• Supplied data
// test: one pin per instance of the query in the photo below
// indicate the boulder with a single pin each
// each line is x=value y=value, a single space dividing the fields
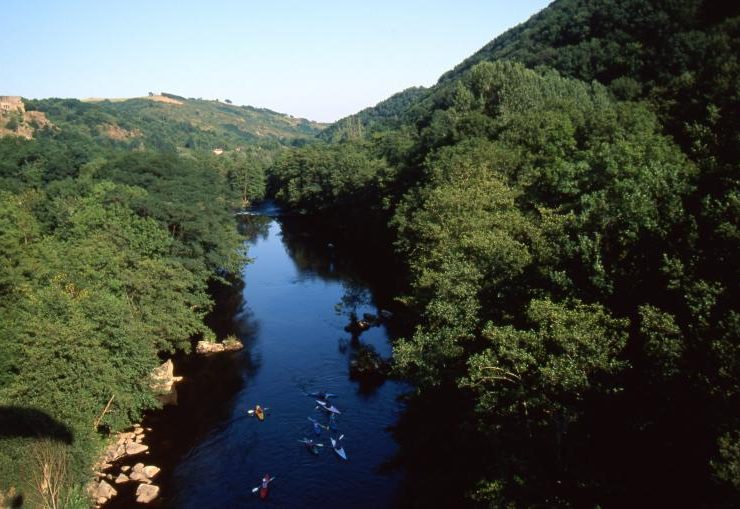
x=163 y=380
x=103 y=491
x=133 y=448
x=145 y=493
x=150 y=471
x=140 y=477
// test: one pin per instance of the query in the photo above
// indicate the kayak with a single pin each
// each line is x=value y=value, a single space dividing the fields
x=312 y=446
x=316 y=426
x=265 y=486
x=338 y=449
x=322 y=395
x=259 y=413
x=329 y=408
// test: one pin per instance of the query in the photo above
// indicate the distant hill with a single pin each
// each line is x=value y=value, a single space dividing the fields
x=386 y=114
x=164 y=122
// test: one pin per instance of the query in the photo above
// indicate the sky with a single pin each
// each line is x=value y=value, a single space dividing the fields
x=317 y=59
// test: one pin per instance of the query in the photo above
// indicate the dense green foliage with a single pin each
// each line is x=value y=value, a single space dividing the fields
x=105 y=259
x=570 y=233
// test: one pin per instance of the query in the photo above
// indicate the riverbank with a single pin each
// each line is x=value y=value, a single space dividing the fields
x=203 y=396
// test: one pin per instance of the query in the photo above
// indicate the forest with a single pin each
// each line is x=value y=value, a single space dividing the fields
x=565 y=204
x=564 y=207
x=108 y=249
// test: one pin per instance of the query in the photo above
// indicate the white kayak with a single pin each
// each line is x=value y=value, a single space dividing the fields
x=338 y=448
x=328 y=407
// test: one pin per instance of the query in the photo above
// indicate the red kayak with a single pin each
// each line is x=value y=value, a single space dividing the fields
x=264 y=486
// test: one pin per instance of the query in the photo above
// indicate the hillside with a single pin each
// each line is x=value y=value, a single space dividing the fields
x=168 y=122
x=565 y=202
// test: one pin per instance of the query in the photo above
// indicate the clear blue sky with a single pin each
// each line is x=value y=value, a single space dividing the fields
x=319 y=59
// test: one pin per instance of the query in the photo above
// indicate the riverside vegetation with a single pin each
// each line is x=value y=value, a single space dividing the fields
x=107 y=246
x=565 y=207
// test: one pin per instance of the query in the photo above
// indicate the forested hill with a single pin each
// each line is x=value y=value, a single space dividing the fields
x=565 y=203
x=166 y=122
x=116 y=217
x=677 y=54
x=386 y=114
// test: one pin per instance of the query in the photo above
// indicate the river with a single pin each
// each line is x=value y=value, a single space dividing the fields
x=297 y=297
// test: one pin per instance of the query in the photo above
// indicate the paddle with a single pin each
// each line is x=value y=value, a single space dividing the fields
x=255 y=490
x=305 y=441
x=317 y=423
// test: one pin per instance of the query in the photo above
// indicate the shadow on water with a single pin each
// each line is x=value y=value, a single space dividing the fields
x=27 y=422
x=204 y=397
x=303 y=289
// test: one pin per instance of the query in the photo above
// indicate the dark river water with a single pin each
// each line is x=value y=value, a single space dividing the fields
x=298 y=295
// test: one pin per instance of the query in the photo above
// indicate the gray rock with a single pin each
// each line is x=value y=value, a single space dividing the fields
x=145 y=493
x=134 y=448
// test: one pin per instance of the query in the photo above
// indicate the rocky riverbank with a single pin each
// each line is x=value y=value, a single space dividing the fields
x=135 y=468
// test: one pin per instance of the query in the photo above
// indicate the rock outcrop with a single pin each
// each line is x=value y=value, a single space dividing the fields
x=145 y=493
x=229 y=345
x=163 y=381
x=102 y=492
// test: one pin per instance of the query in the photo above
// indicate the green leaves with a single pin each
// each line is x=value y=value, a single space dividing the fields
x=551 y=364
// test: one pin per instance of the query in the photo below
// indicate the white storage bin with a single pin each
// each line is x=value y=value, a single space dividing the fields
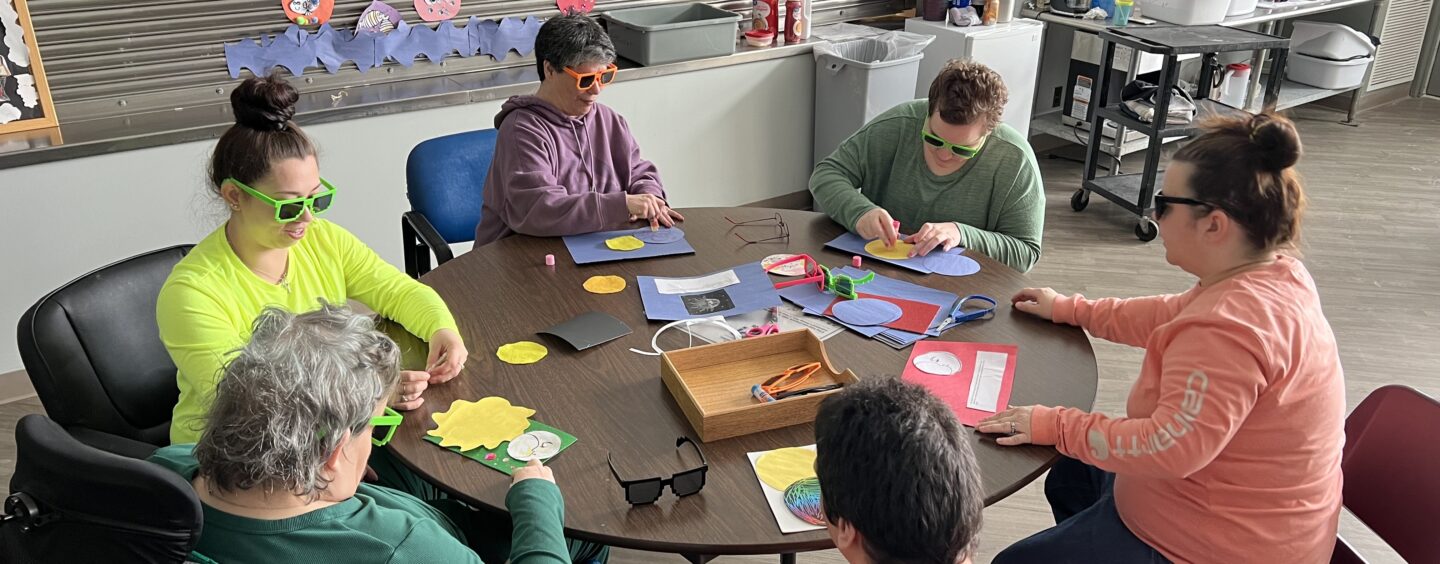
x=1185 y=12
x=1329 y=41
x=1240 y=7
x=1326 y=74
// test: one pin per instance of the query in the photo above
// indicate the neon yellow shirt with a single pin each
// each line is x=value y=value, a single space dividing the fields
x=210 y=301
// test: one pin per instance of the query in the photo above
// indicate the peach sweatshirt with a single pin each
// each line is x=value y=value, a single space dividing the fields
x=1230 y=448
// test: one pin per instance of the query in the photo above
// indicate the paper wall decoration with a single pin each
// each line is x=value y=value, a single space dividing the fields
x=378 y=17
x=25 y=97
x=308 y=12
x=297 y=49
x=437 y=10
x=575 y=6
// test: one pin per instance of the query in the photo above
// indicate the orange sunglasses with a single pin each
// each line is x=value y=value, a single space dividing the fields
x=586 y=81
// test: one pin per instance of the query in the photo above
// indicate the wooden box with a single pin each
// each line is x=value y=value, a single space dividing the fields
x=712 y=383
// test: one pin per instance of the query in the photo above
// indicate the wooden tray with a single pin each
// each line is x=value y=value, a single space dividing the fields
x=712 y=383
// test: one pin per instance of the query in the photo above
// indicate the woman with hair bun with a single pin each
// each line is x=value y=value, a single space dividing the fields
x=274 y=251
x=1230 y=446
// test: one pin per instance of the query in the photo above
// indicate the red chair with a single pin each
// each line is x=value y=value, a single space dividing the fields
x=1391 y=466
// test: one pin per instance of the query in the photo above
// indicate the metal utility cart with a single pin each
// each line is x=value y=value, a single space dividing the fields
x=1136 y=192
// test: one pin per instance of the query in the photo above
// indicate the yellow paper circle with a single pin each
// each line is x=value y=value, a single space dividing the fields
x=784 y=466
x=605 y=284
x=488 y=422
x=625 y=243
x=899 y=252
x=522 y=353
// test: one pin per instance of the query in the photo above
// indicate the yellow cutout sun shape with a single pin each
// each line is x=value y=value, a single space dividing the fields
x=487 y=423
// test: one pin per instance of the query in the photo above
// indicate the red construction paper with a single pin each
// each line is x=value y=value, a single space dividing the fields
x=955 y=390
x=915 y=317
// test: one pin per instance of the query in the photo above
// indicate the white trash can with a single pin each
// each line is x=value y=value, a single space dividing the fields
x=858 y=79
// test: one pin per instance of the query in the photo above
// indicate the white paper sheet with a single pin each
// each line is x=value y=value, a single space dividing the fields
x=782 y=515
x=696 y=285
x=990 y=374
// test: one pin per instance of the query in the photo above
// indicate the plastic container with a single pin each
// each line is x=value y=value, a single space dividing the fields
x=661 y=35
x=1240 y=7
x=1326 y=74
x=1122 y=13
x=1329 y=41
x=858 y=79
x=1185 y=12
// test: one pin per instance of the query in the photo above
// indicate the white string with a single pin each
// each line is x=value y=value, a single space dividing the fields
x=716 y=320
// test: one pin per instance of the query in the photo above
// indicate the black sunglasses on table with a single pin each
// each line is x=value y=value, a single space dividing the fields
x=648 y=489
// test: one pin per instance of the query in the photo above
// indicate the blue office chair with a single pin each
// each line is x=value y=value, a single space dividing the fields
x=444 y=180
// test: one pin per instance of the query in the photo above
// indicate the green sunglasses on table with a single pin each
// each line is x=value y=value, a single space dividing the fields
x=291 y=209
x=385 y=426
x=959 y=150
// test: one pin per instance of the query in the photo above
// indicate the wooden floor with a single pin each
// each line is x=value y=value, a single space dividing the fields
x=1371 y=242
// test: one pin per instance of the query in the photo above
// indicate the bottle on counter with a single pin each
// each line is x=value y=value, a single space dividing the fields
x=766 y=16
x=797 y=20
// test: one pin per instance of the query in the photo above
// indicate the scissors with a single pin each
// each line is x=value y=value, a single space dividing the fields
x=771 y=327
x=959 y=315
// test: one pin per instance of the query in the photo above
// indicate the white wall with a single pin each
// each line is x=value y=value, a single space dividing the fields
x=59 y=220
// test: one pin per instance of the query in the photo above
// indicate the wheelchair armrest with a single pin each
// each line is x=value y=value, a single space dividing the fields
x=428 y=236
x=113 y=443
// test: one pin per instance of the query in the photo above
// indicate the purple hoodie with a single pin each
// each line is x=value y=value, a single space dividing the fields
x=555 y=174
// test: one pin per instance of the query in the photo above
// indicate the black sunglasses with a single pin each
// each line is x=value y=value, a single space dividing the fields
x=645 y=491
x=1162 y=203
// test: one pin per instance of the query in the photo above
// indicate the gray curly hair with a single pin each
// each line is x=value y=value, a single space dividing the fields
x=572 y=41
x=288 y=399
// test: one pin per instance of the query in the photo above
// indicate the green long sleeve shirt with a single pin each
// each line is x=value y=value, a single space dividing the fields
x=210 y=299
x=997 y=197
x=375 y=525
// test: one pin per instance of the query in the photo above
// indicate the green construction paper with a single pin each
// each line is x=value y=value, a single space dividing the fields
x=503 y=461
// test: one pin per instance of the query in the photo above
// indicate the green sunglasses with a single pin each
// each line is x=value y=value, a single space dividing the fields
x=385 y=426
x=290 y=210
x=959 y=150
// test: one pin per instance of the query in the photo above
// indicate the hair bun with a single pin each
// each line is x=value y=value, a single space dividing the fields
x=1276 y=143
x=264 y=104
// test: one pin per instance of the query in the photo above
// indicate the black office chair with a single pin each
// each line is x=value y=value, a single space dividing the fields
x=75 y=504
x=94 y=354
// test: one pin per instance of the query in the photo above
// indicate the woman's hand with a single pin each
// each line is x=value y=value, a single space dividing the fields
x=1014 y=423
x=447 y=357
x=877 y=225
x=412 y=384
x=935 y=235
x=1036 y=301
x=532 y=471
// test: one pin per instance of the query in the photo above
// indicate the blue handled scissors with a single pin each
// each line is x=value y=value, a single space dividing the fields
x=769 y=327
x=961 y=315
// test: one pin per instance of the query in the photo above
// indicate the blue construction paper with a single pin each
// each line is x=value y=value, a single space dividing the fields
x=753 y=292
x=591 y=248
x=866 y=312
x=297 y=49
x=854 y=243
x=664 y=235
x=951 y=265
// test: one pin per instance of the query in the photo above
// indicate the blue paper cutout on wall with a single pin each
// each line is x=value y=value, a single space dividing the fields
x=330 y=48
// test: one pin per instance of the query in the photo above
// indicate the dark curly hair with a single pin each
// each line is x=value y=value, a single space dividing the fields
x=966 y=92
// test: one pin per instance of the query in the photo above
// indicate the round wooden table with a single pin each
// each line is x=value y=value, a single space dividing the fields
x=614 y=399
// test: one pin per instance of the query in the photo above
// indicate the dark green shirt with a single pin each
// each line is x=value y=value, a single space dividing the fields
x=997 y=199
x=376 y=525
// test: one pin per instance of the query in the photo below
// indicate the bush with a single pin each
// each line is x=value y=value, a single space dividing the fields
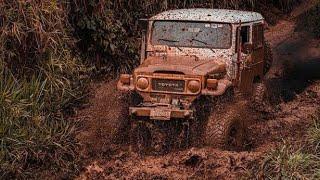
x=40 y=80
x=295 y=162
x=310 y=21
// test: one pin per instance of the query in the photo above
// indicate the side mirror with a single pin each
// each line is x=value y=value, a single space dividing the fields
x=247 y=48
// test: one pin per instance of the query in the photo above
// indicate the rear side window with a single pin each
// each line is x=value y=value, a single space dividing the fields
x=258 y=37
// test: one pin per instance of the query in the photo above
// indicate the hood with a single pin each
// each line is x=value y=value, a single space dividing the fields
x=185 y=64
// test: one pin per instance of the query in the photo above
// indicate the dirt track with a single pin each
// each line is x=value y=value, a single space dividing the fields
x=296 y=95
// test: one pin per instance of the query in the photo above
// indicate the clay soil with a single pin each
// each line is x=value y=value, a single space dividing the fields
x=294 y=89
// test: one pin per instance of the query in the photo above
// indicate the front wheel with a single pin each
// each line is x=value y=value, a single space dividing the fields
x=148 y=138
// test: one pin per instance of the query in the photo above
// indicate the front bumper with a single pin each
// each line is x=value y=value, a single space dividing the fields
x=160 y=113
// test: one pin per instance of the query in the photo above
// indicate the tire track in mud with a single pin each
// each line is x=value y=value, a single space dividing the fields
x=296 y=96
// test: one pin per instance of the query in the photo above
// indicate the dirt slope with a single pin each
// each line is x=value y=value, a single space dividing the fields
x=297 y=95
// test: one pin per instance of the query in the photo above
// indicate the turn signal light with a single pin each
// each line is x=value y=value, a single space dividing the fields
x=142 y=83
x=212 y=83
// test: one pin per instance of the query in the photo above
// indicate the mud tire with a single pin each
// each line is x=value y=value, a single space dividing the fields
x=259 y=97
x=148 y=138
x=268 y=57
x=225 y=129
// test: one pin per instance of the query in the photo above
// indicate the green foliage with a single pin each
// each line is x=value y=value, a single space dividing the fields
x=39 y=80
x=286 y=162
x=108 y=30
x=310 y=21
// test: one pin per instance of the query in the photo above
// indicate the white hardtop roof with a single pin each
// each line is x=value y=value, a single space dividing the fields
x=211 y=15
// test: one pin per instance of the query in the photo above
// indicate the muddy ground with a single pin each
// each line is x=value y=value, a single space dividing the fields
x=294 y=88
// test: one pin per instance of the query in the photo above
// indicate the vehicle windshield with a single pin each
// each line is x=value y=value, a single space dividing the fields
x=192 y=34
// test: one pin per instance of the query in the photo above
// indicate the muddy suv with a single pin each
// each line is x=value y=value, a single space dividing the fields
x=187 y=57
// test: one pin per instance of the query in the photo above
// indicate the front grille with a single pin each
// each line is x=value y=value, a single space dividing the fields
x=168 y=85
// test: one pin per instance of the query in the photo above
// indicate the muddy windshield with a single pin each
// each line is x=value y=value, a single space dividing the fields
x=192 y=34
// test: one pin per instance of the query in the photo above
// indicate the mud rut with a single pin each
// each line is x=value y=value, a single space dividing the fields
x=294 y=89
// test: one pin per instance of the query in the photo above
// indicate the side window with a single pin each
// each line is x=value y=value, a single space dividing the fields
x=245 y=34
x=258 y=36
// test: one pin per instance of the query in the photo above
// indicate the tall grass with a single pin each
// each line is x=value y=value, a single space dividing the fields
x=40 y=79
x=108 y=30
x=310 y=21
x=292 y=161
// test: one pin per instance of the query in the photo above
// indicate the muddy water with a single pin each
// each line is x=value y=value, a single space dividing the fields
x=294 y=89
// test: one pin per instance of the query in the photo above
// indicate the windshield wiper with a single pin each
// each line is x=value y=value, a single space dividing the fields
x=168 y=40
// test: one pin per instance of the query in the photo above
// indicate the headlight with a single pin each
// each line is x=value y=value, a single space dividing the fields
x=212 y=83
x=125 y=79
x=194 y=86
x=142 y=83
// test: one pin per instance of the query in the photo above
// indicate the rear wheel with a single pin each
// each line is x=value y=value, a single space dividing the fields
x=226 y=128
x=268 y=57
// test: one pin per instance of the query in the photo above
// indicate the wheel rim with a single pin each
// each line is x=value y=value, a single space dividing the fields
x=235 y=136
x=158 y=141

• Task prompt
The answer must be every line of the entries that includes the word "rear".

• Reply
// indicate the rear side window with a single pin each
// indicate the rear wheel with a single pin each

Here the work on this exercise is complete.